--- DATASET RECORDS ---
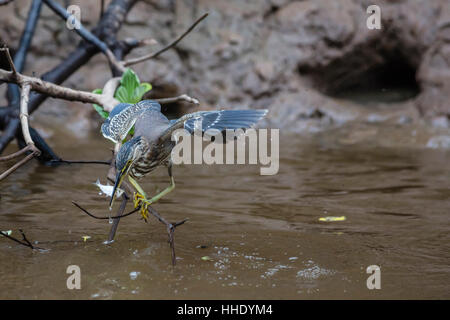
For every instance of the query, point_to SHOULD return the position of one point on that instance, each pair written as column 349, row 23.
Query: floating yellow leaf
column 332, row 219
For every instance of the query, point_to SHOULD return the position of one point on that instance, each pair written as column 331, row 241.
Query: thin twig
column 16, row 166
column 130, row 62
column 55, row 161
column 115, row 224
column 26, row 243
column 170, row 230
column 10, row 60
column 105, row 218
column 15, row 154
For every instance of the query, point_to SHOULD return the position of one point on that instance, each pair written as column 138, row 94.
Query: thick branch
column 56, row 91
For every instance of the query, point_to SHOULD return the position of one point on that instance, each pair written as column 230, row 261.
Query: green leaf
column 140, row 91
column 130, row 82
column 99, row 109
column 123, row 96
column 104, row 114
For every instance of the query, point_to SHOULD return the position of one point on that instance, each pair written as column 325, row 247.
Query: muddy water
column 248, row 236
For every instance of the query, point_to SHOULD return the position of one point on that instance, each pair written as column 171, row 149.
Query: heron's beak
column 119, row 178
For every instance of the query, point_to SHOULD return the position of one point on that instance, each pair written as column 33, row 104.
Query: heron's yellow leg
column 139, row 196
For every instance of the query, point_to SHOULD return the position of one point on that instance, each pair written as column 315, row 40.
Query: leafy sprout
column 131, row 90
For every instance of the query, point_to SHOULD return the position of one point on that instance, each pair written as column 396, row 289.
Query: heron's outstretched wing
column 218, row 120
column 122, row 118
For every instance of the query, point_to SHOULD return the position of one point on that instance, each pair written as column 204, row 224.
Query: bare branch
column 25, row 94
column 16, row 166
column 105, row 218
column 130, row 62
column 55, row 90
column 15, row 154
column 26, row 243
column 85, row 34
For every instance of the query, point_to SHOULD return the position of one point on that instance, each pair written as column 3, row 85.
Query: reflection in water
column 248, row 236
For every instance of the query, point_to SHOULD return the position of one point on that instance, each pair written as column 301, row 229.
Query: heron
column 151, row 145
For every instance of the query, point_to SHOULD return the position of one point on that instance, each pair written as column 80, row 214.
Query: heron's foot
column 140, row 200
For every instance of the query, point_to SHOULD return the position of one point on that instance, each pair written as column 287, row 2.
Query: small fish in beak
column 107, row 189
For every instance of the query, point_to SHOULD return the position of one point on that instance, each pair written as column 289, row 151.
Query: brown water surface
column 260, row 234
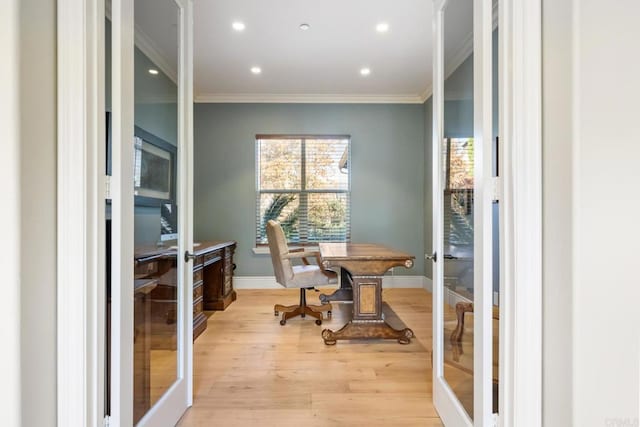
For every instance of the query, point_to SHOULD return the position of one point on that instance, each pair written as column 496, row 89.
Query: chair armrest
column 300, row 253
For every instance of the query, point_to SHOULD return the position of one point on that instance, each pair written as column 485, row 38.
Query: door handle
---
Restate the entries verbatim, without pictures.

▶ [ANSWER TO THE EXERCISE]:
For every instance of the query, point_to SHOULD return the position of one point on that instance, each pair written as column 349, row 23.
Query: floating yellow leaf
column 332, row 219
For every instance of the query, point_to SHOULD return the position of one point on that instance, each pair written as column 331, row 241.
Query: thin twig
column 16, row 166
column 130, row 62
column 55, row 161
column 115, row 224
column 26, row 243
column 170, row 230
column 10, row 60
column 105, row 218
column 15, row 154
For every instance of the query, point_to SHOULD return the position of one point on that instance, each pair written as column 138, row 94.
Query: thick branch
column 56, row 91
For every instance of the query, point_to SHOULD return the position of one point on that instance, each pair written as column 230, row 261.
Query: green leaf
column 140, row 91
column 130, row 82
column 99, row 109
column 123, row 96
column 104, row 114
For every instance of the query, point_to SHOULD return the position of one point on that instance, each pair written as column 325, row 247.
Query: muddy water
column 248, row 236
For every instance of the query, point_to SHOULD return the position of one point on that instance, each pair written as column 171, row 149.
Query: heron's beak
column 119, row 178
For every instance of the query, point_to SHOULD return the position of one point on that instance, each pair written as column 33, row 104.
Query: heron's yellow leg
column 139, row 196
For every instance of the query, point_to SHOULD return the position of one point on that instance, each pair written as column 315, row 40.
Query: leafy sprout
column 131, row 90
For every instance of the query, point_to SHOULD return the position of one point on that instance, each pair written as column 396, row 289.
Query: heron's outstretched wing
column 218, row 120
column 122, row 118
For every instance of the query, point_to SHOULD return the position of one point on that instance, each pair written as column 204, row 224.
Query: bare branch
column 25, row 94
column 16, row 166
column 105, row 218
column 130, row 62
column 55, row 90
column 15, row 154
column 26, row 243
column 85, row 34
For every instance of the query, point_to SHOULD return the position of one point on that instance, each pair written as column 3, row 85.
Query: reflection in water
column 248, row 236
For every instance of the query, point_to SHOULD return the position of one point on that instance, each pair written as column 301, row 229.
Query: heron
column 151, row 145
For every instance of the query, point_to SHOULD return the position of one point on that instance, each pair written as column 80, row 214.
Query: heron's foot
column 140, row 200
For every instance of the query, point_to SHOULD return the position of one point on that instance, each pair written as column 287, row 2.
Query: small fish in beak
column 107, row 189
For every instance of the query, point_to SHOULD return the position of one point on that instance, each pair written as column 289, row 151.
Query: brown water surface
column 260, row 234
For every instance of the query, point_to SHOULD return the position of one point on that instance, each pair written as column 496, row 89.
Query: chair armrest
column 300, row 253
For every instance of the query, point_to SHOULD return the position of one point on that instance, each pair written as column 485, row 38.
Query: door handle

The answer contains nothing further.